**WRITTEN INSTRUCTION 1**
In the records, begin at the line that contains "any harvester shadow" and stop after the line that contains "0;2;180;424". Write those lines out again, including the requests. Multiply every box coordinate in the answers by 1.9 and round to whole numbers, with halves rounding up.

**EXTRACTED TEXT**
----
Eddie Smith, director of business development at Verso, says: ‘Faced with a number of rates, first time buyers are often pulled towards the lower initial rates. Our feedback shows that most first time buyers will look at the initial rate and take their chances afterwards.’
This may cause serious problems for first time buyers, because in some cases, repayment levels can almost double after the initial period. Mark Smitheringale, head of corporate communications at Skipton Building Society, says: ‘A downside to overhanging redemption periods is that the initial rate is usually substantially lower than normal. After this period, there can be a big payment shock as repayments can sometimes become twice as much as the initial rate. Often people find their mortgage repayments double overnight and it can be a shock both to their budget and their lifestyle.’
A short, sharp shock
Rob Clifford, managing director of mortgageforce, agrees. ‘The rate payable today remains of paramount importance to first time buyers, which is precisely why first time buyers can sometimes select the wrong products. The desire to depress costs at the outset can be a problem later when they are faced with a whole lot of new costs after the initial period,’ says Clifford.
----
**Box-labeled dataset records**
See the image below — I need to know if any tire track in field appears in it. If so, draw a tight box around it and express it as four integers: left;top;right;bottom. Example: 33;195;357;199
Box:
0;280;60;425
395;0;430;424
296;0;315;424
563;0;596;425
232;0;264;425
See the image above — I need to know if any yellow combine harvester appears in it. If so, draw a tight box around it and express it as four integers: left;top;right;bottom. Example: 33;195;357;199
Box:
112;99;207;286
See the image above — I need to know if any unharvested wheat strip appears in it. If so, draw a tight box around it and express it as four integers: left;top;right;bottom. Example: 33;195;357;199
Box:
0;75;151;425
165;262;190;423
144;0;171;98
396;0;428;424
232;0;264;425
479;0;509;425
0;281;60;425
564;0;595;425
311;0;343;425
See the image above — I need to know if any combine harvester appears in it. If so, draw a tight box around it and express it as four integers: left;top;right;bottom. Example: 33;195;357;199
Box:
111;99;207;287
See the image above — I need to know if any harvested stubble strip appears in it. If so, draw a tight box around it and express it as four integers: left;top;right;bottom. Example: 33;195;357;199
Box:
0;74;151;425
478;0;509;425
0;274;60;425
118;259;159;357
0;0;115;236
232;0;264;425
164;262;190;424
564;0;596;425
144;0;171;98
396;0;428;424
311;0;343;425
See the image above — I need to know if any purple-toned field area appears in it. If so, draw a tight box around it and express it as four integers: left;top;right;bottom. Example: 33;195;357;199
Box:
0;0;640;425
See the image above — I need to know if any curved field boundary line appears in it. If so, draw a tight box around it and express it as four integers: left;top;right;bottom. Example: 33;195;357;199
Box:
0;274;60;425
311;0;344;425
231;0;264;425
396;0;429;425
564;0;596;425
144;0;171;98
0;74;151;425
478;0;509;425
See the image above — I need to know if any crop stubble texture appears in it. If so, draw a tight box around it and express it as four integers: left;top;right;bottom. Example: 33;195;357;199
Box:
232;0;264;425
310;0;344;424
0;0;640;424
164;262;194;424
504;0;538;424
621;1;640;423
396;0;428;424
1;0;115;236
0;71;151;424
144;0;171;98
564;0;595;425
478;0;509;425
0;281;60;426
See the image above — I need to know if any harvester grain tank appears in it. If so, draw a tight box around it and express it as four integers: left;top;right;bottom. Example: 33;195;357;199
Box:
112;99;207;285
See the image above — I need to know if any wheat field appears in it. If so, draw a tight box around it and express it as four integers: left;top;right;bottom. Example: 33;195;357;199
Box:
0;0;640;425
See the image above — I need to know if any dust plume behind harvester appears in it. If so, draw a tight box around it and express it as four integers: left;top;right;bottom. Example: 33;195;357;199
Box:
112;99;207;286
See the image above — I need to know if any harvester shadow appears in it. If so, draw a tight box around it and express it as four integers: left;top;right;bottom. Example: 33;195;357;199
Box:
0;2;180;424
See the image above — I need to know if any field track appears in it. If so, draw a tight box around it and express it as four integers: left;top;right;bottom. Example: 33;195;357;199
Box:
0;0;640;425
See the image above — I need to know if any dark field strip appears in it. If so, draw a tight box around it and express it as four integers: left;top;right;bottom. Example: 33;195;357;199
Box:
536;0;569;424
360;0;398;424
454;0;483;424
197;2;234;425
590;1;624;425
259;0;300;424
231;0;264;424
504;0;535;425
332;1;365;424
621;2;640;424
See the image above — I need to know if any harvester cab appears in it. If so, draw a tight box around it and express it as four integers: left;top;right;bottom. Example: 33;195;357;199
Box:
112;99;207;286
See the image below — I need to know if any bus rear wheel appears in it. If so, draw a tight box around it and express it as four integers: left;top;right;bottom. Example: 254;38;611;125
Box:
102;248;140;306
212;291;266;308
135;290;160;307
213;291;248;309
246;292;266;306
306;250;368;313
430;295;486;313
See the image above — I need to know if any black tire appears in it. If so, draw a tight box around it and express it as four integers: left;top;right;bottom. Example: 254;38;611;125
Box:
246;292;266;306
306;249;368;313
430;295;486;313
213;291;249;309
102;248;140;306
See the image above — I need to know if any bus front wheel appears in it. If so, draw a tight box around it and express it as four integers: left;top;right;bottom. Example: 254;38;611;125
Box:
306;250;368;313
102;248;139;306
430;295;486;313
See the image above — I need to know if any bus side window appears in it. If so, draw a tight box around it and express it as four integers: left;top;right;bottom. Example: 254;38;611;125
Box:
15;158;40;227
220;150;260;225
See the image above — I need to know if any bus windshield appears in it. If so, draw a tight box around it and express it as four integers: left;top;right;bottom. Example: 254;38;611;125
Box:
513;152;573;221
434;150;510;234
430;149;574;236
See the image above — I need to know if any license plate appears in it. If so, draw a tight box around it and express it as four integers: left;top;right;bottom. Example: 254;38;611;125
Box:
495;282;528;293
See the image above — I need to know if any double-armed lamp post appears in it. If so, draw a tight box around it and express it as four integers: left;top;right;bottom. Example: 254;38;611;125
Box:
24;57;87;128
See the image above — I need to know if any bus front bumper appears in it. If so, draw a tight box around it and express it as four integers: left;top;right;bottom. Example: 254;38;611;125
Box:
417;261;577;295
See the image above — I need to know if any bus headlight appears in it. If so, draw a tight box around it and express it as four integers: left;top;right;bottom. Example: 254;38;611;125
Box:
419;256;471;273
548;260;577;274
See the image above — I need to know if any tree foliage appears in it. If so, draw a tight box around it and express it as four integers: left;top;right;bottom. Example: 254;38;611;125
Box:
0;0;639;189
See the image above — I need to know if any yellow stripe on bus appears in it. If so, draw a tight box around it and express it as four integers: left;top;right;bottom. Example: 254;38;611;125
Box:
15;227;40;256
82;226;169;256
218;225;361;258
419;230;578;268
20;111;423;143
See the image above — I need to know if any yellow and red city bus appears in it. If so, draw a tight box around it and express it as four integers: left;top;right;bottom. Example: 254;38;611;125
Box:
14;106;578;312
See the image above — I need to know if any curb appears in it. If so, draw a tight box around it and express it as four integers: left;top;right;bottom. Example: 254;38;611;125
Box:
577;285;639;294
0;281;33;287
----
**WRITTEN INSTRUCTION 2**
In the text on first-time buyers and mortgage rates, what position does Rob Clifford hold?

**RESULT 1**
See the image above — I need to know if any harvester shadow appears in it. If so, draw a tight box around it and express it as four integers: left;top;right;bottom. Example: 33;195;357;199
Box:
0;4;342;806

**RESULT 2**
He is managing director of mortgageforce.